- **Task brief**
Update the lines from the one containing "Could you point to the long" through the end of the data by replacing "long wooden pole" with "bamboo pole" and leaving everything else unchanged.

- **Task inputs**
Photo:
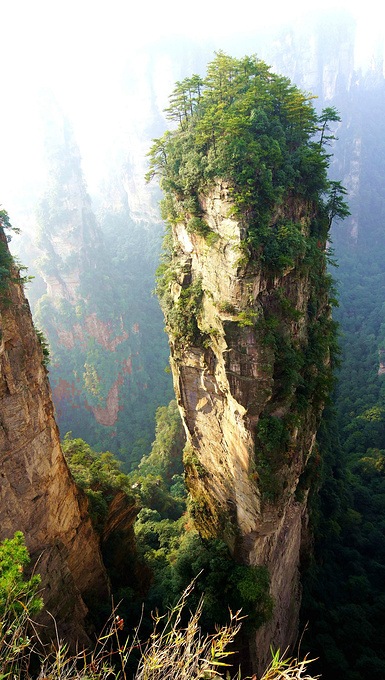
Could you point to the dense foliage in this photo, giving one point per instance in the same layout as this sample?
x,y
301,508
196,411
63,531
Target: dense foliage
x,y
344,594
10,269
252,128
255,131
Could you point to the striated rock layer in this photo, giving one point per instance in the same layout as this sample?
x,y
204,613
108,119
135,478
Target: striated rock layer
x,y
37,493
231,381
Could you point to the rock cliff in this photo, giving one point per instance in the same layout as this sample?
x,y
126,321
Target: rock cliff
x,y
37,493
230,386
244,290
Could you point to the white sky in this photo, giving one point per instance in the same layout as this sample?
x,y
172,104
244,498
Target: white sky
x,y
80,47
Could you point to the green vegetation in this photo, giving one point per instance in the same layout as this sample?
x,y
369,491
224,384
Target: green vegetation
x,y
10,270
257,131
98,474
19,600
175,648
343,589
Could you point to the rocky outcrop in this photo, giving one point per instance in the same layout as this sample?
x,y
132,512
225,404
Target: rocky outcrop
x,y
249,439
37,493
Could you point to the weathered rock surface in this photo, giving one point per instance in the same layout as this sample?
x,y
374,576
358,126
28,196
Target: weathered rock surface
x,y
226,380
37,493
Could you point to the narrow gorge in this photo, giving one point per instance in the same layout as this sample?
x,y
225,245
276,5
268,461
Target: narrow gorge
x,y
37,493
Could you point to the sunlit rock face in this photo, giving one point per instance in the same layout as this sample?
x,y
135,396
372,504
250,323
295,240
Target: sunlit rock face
x,y
229,380
94,350
37,493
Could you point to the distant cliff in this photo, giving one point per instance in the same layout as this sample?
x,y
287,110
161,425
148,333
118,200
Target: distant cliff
x,y
244,289
37,493
92,311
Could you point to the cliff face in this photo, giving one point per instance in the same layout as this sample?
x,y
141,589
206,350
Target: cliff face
x,y
98,277
248,438
37,493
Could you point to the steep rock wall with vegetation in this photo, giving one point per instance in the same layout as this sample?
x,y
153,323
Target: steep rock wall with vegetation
x,y
104,329
37,493
245,293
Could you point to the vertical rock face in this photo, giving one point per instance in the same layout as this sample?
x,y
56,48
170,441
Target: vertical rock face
x,y
37,493
244,289
250,430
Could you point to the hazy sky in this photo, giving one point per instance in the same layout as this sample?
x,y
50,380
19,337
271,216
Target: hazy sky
x,y
79,49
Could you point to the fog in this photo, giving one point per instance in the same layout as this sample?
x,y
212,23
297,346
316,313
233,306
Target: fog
x,y
108,63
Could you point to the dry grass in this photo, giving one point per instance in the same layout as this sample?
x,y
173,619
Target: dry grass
x,y
173,652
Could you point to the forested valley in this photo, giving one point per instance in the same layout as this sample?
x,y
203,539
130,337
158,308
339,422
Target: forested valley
x,y
109,372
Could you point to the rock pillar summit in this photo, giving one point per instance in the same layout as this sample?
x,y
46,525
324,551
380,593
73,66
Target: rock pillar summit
x,y
245,293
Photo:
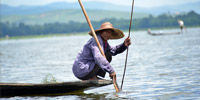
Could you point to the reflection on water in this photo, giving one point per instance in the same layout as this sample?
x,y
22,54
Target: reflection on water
x,y
161,67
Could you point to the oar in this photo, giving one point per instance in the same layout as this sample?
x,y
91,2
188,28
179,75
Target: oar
x,y
98,44
127,47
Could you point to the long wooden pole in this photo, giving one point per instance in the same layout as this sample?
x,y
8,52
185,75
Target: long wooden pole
x,y
127,47
97,41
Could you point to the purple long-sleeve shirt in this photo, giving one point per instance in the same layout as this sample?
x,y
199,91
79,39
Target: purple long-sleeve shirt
x,y
91,55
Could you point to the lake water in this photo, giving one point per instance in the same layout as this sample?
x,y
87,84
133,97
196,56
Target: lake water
x,y
158,67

- **Complete answer**
Could you point to the bamboo pole in this photo, giving one point per instance in the same layout as this sample?
x,y
8,52
185,75
Target: bamboo pole
x,y
127,47
97,41
Could you point to the purple long-sleeve shirt in this photo, giving one point per instance in the same layout as this sample?
x,y
199,91
79,39
Target: purple long-sleeve shirt
x,y
91,55
Could you point to the lake water in this photo, giving one point per instance in the same layout as this sample?
x,y
87,84
133,97
196,56
Target: lake water
x,y
158,67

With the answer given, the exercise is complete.